# [WHAT THE TASK ASKS]
All lines in the data bearing the string "rock" should be identified and copied.

# [DATA FOR THE TASK]
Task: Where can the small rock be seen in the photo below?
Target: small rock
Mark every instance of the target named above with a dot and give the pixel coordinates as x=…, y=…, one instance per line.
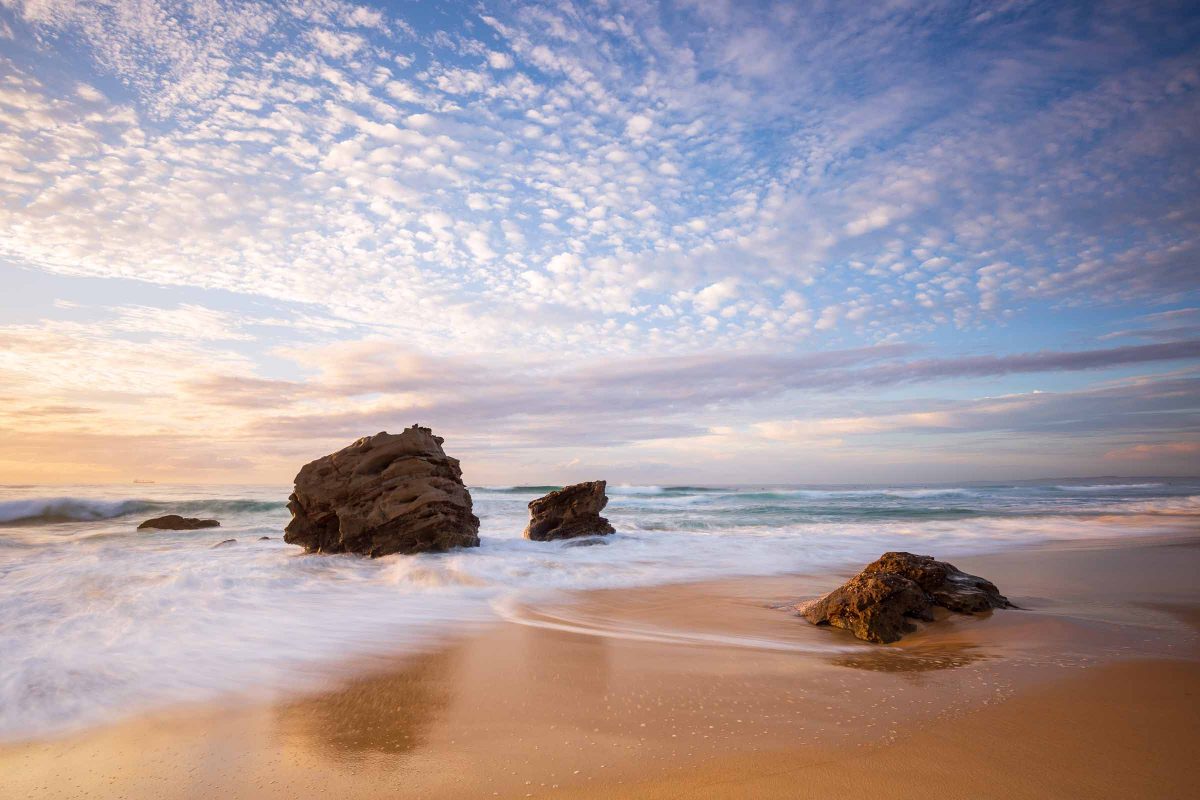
x=569, y=512
x=174, y=522
x=880, y=602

# [EXERCISE SOLUTION]
Task: Where can the small rock be seen in the photo below?
Target: small rock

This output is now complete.